RECORDS:
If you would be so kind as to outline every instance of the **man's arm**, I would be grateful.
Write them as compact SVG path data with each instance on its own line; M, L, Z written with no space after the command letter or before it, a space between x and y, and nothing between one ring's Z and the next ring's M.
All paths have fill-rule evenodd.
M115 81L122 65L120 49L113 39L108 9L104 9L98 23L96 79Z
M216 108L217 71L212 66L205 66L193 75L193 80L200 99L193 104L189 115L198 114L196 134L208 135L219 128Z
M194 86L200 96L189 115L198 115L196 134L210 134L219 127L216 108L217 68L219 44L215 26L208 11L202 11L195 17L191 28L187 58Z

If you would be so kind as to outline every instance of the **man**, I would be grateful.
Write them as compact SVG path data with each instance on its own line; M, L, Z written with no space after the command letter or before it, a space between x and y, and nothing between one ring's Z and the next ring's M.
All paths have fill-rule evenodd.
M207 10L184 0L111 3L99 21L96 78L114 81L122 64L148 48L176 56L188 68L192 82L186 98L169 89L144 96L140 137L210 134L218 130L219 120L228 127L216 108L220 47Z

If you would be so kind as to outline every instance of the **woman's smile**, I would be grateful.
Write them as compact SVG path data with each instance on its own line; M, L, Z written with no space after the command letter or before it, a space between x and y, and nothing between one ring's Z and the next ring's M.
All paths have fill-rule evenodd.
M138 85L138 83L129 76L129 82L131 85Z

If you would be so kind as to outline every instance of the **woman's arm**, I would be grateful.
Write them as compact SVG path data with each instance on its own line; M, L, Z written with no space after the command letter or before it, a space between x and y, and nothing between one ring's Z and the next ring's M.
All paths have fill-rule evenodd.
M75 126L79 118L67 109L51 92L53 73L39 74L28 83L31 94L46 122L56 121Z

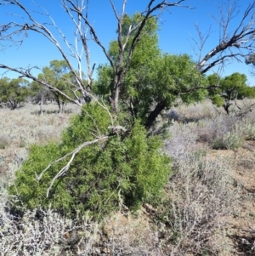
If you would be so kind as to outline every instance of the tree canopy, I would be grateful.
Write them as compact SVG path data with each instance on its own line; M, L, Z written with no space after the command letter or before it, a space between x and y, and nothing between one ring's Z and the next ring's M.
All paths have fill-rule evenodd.
M236 100L255 98L255 88L246 85L247 79L244 74L235 72L220 78L215 73L208 76L207 79L209 84L217 86L216 89L209 90L212 103L218 106L223 106L228 114L230 114L230 105L236 104Z

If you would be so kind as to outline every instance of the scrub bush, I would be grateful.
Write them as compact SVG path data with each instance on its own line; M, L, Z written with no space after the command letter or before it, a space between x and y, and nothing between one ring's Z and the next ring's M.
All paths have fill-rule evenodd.
M60 144L32 145L9 188L13 203L28 209L50 206L67 216L89 212L103 217L123 204L135 209L144 202L160 202L171 172L170 158L160 152L161 138L147 137L139 122L126 134L111 135L82 149L46 196L51 180L70 158L53 164L40 181L36 174L83 142L108 134L110 125L105 110L98 104L86 105L63 132Z

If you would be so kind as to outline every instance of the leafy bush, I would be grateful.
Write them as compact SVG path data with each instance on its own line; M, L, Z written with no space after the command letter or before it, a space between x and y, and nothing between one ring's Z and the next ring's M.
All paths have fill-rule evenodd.
M64 131L62 143L31 147L9 194L27 208L50 205L69 216L90 211L99 217L122 203L135 208L144 201L152 204L159 202L170 174L170 158L159 152L161 138L147 138L139 122L128 135L110 136L106 141L81 150L46 196L50 182L70 158L53 164L39 182L36 173L41 174L50 162L84 141L107 134L110 123L105 110L97 104L86 105Z

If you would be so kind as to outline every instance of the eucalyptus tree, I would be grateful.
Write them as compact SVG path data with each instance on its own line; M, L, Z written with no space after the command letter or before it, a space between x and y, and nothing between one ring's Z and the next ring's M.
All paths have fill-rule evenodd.
M23 78L0 79L0 101L11 110L14 110L25 102L29 94L29 82Z
M242 108L238 105L237 100L255 98L255 88L246 84L246 76L238 72L221 78L214 73L207 77L209 84L217 84L217 88L209 90L209 96L213 104L222 106L226 113L230 113L230 107L235 105L242 113ZM249 111L251 107L249 106ZM246 111L246 110L245 110Z

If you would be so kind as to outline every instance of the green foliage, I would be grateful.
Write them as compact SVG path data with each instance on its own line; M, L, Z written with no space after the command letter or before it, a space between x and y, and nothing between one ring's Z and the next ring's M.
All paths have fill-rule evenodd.
M39 182L35 173L39 174L51 162L94 139L95 134L107 134L109 125L105 110L97 104L86 105L64 131L61 144L31 147L9 194L17 196L27 208L51 205L70 216L89 211L92 216L102 217L116 210L121 201L133 209L144 202L159 202L170 174L169 158L159 152L161 139L147 138L139 122L126 136L110 136L84 147L46 197L52 179L69 158L54 163Z
M24 102L28 96L29 82L23 78L0 79L0 102L5 103L8 107L14 110Z
M233 73L221 79L218 74L207 77L210 86L218 86L216 89L209 89L209 95L212 104L223 106L229 114L231 101L244 98L255 98L254 88L246 85L246 77L238 72Z
M133 17L125 16L122 28L124 38L127 30L130 26L137 25L141 17L140 14ZM173 105L177 98L180 97L184 103L190 104L203 100L207 94L207 90L193 89L205 85L206 79L189 55L164 54L161 52L156 20L150 19L144 29L148 33L141 38L133 51L130 67L123 77L119 99L120 108L129 114L131 122L139 118L143 123L157 105L167 109ZM127 43L126 58L132 38L131 36ZM117 63L117 41L110 43L109 54ZM94 88L96 94L109 97L114 88L114 76L110 65L100 65Z

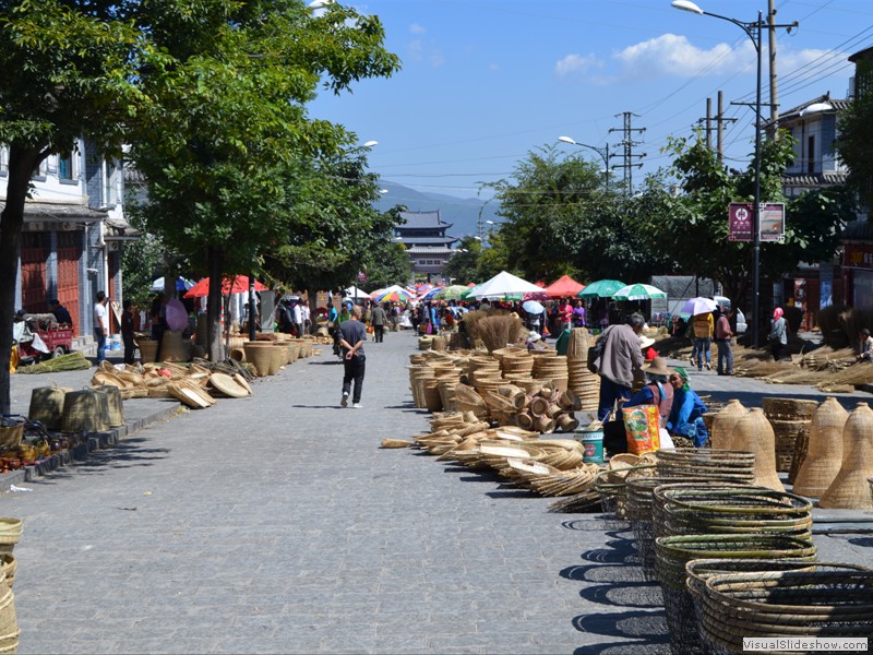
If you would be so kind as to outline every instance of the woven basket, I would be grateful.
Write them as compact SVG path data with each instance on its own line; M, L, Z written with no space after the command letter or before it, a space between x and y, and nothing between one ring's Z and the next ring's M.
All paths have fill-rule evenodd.
M107 417L110 428L118 428L124 425L124 405L121 402L121 390L111 384L94 386L97 393L106 394Z
M869 638L873 571L816 563L813 571L722 573L699 596L704 639L742 651L743 638Z
M694 604L685 581L685 564L694 559L815 559L815 547L791 537L773 535L683 535L655 539L656 571L661 582L670 648L696 653L701 648Z
M64 432L105 432L109 429L109 398L91 389L72 391L63 398Z
M38 420L47 430L60 430L63 419L63 397L73 391L68 386L40 386L31 392L27 418Z
M827 509L873 510L868 478L873 475L873 410L866 403L849 415L842 431L842 464L818 501Z
M794 479L794 493L820 498L837 477L842 464L842 429L848 418L849 413L834 397L825 398L813 413L806 456Z
M706 593L706 581L713 575L722 573L742 573L757 571L813 571L817 562L794 559L696 559L685 564L687 580L685 585L694 603L694 616L697 620L697 633L703 643L704 651L718 652L716 644L707 638L703 628L703 595Z

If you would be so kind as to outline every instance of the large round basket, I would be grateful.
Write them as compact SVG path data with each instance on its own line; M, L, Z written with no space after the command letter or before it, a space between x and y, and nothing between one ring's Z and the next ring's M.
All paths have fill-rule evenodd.
M270 367L273 360L273 345L270 342L247 342L242 346L246 352L246 361L254 365L258 376L271 376Z
M806 541L774 535L683 535L657 537L656 571L661 582L670 650L698 653L701 641L694 604L685 585L685 564L694 559L801 559L813 561L816 549Z

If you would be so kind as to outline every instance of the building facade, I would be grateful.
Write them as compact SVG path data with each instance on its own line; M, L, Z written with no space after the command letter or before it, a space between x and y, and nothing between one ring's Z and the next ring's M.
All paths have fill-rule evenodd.
M0 145L0 207L5 201L9 148ZM45 313L57 298L73 319L73 334L94 332L98 290L121 302L121 250L131 229L124 219L120 162L80 140L50 155L33 179L24 209L16 309Z
M445 234L451 223L444 223L440 211L402 212L405 224L394 228L394 238L404 245L416 277L428 282L443 275L443 269L452 257L456 237Z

AIM OF THE EXERCISE: Put the material above, from the line containing "woven basket, I would be grateful." through the line containing "M64 432L105 432L109", inclusive, into a numbered list, leaving out any blank lines.

RESPONSE TO THE TASK:
1. If you would be so kind as to outline every instance of the woven basket, I would be grateful.
2. Write them as compact SVG path data with each instance on its own line; M, L, Z written with no space after the command letter or before it, a space between x and y, and nothing between one ring's Z and the next ring's M.
3. All paths have fill-rule evenodd.
4. M107 417L110 428L118 428L124 425L124 405L121 402L121 390L111 384L94 386L97 393L106 394Z
5. M869 638L873 571L816 563L813 571L722 573L699 596L704 639L742 651L743 638Z
6. M694 604L685 581L685 564L694 559L815 559L815 547L791 537L773 535L683 535L655 539L656 571L661 582L670 648L696 653L701 648Z
7. M64 432L105 432L109 429L109 398L91 389L72 391L63 398Z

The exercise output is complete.